• **Your objective**:
Print every one of the records verbatim, omitting nothing.

• **The records**:

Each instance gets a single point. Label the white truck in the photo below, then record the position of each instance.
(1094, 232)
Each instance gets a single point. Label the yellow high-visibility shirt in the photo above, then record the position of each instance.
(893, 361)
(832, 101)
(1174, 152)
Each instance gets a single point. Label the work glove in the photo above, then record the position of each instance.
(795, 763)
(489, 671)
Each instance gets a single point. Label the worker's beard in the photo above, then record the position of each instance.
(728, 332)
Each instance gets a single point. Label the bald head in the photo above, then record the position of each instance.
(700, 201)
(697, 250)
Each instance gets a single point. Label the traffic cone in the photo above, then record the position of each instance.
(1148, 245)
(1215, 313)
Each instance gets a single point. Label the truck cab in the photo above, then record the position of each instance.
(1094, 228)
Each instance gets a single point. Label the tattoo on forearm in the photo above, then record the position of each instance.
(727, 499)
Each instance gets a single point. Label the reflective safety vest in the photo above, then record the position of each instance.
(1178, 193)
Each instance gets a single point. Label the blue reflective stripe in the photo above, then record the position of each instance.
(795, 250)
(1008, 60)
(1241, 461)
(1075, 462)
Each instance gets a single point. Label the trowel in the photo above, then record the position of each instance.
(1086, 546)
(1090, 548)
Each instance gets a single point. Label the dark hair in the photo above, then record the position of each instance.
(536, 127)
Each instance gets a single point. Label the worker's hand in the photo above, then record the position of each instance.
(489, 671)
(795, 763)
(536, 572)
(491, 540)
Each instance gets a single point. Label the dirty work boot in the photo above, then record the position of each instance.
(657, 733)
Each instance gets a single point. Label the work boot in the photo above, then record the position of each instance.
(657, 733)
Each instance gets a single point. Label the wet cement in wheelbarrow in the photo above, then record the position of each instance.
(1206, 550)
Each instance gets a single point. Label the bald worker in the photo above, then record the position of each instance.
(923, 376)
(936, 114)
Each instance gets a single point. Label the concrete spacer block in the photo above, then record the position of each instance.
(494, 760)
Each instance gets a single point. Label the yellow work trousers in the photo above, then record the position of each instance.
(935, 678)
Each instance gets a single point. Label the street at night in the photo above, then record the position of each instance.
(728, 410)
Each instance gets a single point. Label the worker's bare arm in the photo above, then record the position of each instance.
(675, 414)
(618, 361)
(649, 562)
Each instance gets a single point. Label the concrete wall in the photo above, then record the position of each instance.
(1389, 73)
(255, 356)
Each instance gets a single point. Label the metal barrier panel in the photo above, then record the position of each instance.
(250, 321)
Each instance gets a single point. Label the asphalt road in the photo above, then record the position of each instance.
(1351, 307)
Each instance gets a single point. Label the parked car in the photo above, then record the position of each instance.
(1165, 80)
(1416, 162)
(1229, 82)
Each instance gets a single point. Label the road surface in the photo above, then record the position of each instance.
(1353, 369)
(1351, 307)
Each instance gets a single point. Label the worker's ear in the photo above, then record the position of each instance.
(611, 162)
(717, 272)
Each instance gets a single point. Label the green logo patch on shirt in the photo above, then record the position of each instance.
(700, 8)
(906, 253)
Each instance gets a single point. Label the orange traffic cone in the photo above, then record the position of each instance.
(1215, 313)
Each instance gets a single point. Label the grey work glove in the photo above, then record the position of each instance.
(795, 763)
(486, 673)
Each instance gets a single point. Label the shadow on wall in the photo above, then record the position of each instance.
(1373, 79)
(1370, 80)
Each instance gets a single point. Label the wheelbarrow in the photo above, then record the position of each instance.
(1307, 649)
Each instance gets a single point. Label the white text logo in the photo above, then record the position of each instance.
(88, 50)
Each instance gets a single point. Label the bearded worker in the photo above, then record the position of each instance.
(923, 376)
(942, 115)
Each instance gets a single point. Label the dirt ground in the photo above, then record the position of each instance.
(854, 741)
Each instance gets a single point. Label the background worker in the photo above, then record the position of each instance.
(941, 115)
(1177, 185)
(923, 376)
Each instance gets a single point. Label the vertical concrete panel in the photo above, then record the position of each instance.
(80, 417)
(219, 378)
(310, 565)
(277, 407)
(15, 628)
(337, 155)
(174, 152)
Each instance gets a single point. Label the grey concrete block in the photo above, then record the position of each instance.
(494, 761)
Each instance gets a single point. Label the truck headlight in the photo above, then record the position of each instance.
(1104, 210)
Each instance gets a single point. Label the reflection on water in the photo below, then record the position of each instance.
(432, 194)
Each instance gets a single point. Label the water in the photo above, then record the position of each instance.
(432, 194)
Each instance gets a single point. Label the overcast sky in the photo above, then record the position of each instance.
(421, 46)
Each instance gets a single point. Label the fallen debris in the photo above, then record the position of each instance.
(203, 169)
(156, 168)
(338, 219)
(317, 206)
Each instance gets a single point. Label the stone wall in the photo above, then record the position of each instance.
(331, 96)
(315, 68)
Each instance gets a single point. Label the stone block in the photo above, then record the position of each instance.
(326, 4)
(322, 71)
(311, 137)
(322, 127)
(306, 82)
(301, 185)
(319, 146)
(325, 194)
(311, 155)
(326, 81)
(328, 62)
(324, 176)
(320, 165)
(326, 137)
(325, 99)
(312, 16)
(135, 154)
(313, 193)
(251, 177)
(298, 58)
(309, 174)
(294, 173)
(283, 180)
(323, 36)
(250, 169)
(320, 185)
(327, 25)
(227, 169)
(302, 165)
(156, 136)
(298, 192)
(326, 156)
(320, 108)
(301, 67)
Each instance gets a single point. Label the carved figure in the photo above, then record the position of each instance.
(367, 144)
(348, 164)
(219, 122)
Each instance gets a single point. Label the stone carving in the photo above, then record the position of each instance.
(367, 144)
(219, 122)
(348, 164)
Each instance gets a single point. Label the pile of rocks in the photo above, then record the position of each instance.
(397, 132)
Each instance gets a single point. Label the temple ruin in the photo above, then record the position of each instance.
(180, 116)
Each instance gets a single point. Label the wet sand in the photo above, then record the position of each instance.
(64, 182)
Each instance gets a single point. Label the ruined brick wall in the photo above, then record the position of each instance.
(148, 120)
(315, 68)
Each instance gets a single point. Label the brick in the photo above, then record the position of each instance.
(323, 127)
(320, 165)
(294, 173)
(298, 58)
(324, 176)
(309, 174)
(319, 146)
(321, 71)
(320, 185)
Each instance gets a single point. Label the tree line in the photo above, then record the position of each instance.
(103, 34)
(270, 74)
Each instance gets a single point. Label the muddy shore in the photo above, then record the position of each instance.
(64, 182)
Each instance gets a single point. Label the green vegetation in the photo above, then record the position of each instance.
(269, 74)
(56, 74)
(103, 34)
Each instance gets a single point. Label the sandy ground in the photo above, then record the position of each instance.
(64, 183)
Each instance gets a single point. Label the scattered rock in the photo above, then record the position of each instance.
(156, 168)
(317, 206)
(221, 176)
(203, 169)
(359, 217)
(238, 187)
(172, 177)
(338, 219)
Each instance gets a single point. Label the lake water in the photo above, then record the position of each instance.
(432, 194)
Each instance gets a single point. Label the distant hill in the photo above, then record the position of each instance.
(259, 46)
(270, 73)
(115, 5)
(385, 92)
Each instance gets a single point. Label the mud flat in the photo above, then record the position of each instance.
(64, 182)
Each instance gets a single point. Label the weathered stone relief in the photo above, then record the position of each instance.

• **Task solution**:
Each instance gets a single point. Label the white truck in the photo below, then record the position of each instance.
(1094, 232)
Each instance gets a single point. Label the yellow high-visibility shirt in the photo above, then record the position of each instance.
(893, 361)
(832, 101)
(1174, 152)
Each instance gets a single point. Label the work glove in the photo above, then record the position of each instance.
(795, 763)
(489, 671)
Each instance gets a single point. Label the worker's beard in the photo above, then record the position of each instance.
(728, 332)
Each instance gets a single point. Label the bald head in the photo above, then record the position of each instance.
(700, 201)
(697, 250)
Each instance gets a single point. Label the traffic cone in the photo above, then record the position of each instance.
(1148, 245)
(1215, 313)
Each instance gets a single point. Label the truck cab in the photo above, then record the position of each instance.
(1094, 228)
Each instance gets a single point. Label the tattoo on forearm in the photo above, then record the position of each instance.
(727, 499)
Each instance gets a single point. Label the reflective safety vest in the photo above, then record the position of each instance.
(1178, 193)
Each instance gets a single point. Label the blue reflective stripe in the photo above, then record the position of each instance.
(795, 250)
(1008, 60)
(1241, 461)
(1075, 462)
Each instance gets a single point. Label the trowel in the photo above, then record the position of each instance.
(1086, 546)
(1090, 548)
Each instance gets a single point. Label the dark hair in the photo above, then record the position of each instance.
(536, 127)
Each instance gets a single point. Label the worker's hand in the photo above, then record the position of each instance.
(489, 671)
(795, 763)
(536, 572)
(491, 540)
Each instance gets a single point. Label the dirty work boot in the photo above, then record the position of each instance.
(657, 733)
Each instance gets a single point. Label the work boot in the photo above, then record the position of each instance.
(657, 733)
Each instance gets a single point. Label the wet cement in wheelbarrow in the photo above, then record the position of each instance.
(1206, 550)
Each instance gets a single point. Label the bald worker in the photo above, then record the position of each instance.
(923, 376)
(936, 114)
Each instance gets a single point. Label the concrete spacer block in the photo above, then record the position of each instance.
(494, 760)
Each instance gets a single point. Label the yellow work trousers in the photo above, then record the position of each instance.
(935, 678)
Each instance gets a single point. Label the street at night in the photo above, then record the position of each instance.
(728, 410)
Each instance gets a single point. Label the worker's bare arm in the photo above, then record the position of each instance.
(675, 414)
(618, 361)
(649, 562)
Each instance gets a single point. Label the concrete wall in the photo above, then record the position of each instance.
(1389, 73)
(255, 356)
Each instance gets a single point. Label the metal barrier panel in the photo above, then record the position of each instance.
(250, 321)
Each instance gets a single point. Label the asphalt road in the photo above, then record the position of each instance.
(1351, 307)
Each instance gets a single point. Label the parked car in the photo above, then record the position of each instance.
(1165, 80)
(1416, 162)
(1229, 82)
Each instance gets a single point. Label the road surface in the photo above, then record the position of each instance.
(1353, 369)
(1351, 307)
Each instance gets a single point. Label the worker's ear in the photo above, then record the position of each instance.
(611, 162)
(717, 272)
Each instance gets a single point. Label the green logo patch on shirt in the photo above, then record the position of each instance.
(700, 8)
(906, 253)
Each instance gets a single point. Label the orange traffic cone in the photo above, then record the position of each instance.
(1215, 313)
Each instance gets a single point. Label the grey work glove in the photo above, then record the position of each instance.
(795, 763)
(486, 673)
Each instance gets a single point. Label the shadow on wall in the photo above, then record the position of each instance.
(1373, 79)
(1370, 80)
Each instance gets a single point. Label the wheelbarrow in the photo above, then record the position of each instance.
(1307, 649)
Each instance gets a single point. Label the white text logo in the photo above, then record the position of each instance.
(88, 50)
Each instance gets a single point. Label the bearded worker in the photo above, then record the position of each instance.
(923, 376)
(942, 115)
Each instance gets a single point. Label the dirt ground in the photo above, then record the position of each instance.
(854, 741)
Each instance gets a single point. Label the background worker in the photo above, then record the position of each instance.
(941, 115)
(1177, 185)
(923, 376)
Each instance gets a single point. Label the vertical concrete panel in the photo above, then record the position of each instance.
(80, 417)
(219, 378)
(310, 565)
(277, 407)
(15, 628)
(337, 155)
(174, 152)
Each instance gets a single point. Label the grey concrete block in the photo above, then record the position of each instance.
(494, 761)
Each instance gets a single point. Label the truck headlight in the photo above, then record the position of each instance.
(1104, 210)
Each instance gets a single point. Label the reflection on water in the photo below, then record the position of each instance.
(432, 194)
Each instance gets a single point. Label the water in the photo above, then record the position of each instance.
(432, 194)
Each instance gets a single point. Label the overcast sky in the photo above, then record the position of each instance.
(421, 46)
Each instance gets a single point. Label the fallen debris in the photo above, then record the position of each instance.
(203, 169)
(156, 168)
(338, 219)
(317, 206)
Each instance gets a single point. Label the stone wall in the photo above, then record the position of each instance.
(331, 96)
(315, 68)
Each instance gets a single point. Label the stone block in the photo above, then record the position of each instance.
(326, 4)
(322, 71)
(311, 137)
(322, 127)
(306, 82)
(301, 185)
(319, 146)
(325, 194)
(311, 155)
(326, 81)
(328, 62)
(324, 176)
(320, 165)
(326, 137)
(325, 99)
(312, 16)
(135, 154)
(313, 193)
(251, 177)
(298, 58)
(309, 174)
(294, 173)
(283, 180)
(323, 36)
(250, 169)
(320, 185)
(327, 25)
(227, 169)
(302, 165)
(156, 136)
(298, 192)
(326, 156)
(320, 108)
(301, 67)
Each instance gets a single point. Label the carved figure in the photo above, then record the position of each instance.
(367, 144)
(348, 164)
(219, 122)
Each instance gets a single point. Label the stone carving in the photo above, then record the position of each instance.
(367, 144)
(219, 122)
(348, 164)
Each instance gets a single point. Label the pile of rocks in the photo above, then record the position of each instance.
(397, 132)
Each instance gets a single point. Label the temple ruin in the photo above, then record the position of each instance.
(180, 116)
Each instance gets a single point. Label the wet sand in the photo above, then record the position of each instance.
(64, 182)
Each instance gets a single point. Label the ruined brick wall in the photo above, then record the position of each instance.
(148, 120)
(315, 68)
Each instance gets a single point. Label the brick in the photo above, then record the position of each instance.
(323, 127)
(320, 165)
(294, 173)
(298, 58)
(324, 176)
(309, 174)
(319, 146)
(321, 71)
(320, 185)
Each instance gets a single point. Label the tree line in the photo above, then record the position of each instance.
(103, 34)
(270, 74)
Each instance gets a single point. Label the muddy shore in the photo above, then record the position of each instance.
(64, 182)
Each instance gets a single point. Label the green vegetation in the photo above, then record the position of each instance.
(269, 74)
(56, 74)
(103, 34)
Each instance gets a single point. Label the sandy ground in the photo above, then record the position of each instance.
(64, 183)
Each instance gets a single point. Label the scattered rock in the photo above, then record the position of each instance.
(156, 168)
(317, 206)
(221, 176)
(203, 169)
(359, 217)
(238, 187)
(172, 177)
(338, 219)
Each instance gets a single point. Label the lake water in the photo above, then record the position of each instance.
(432, 194)
Each instance gets a single point. Label the distant hill in the photo above, then record the position of each instance.
(259, 46)
(270, 73)
(115, 5)
(385, 92)
Each instance gets a single point. Label the mud flat in the photo above, then record the position of each instance.
(64, 182)
Each instance gets a single point. Label the weathered stone relief in the photo above, then record the position of each instance.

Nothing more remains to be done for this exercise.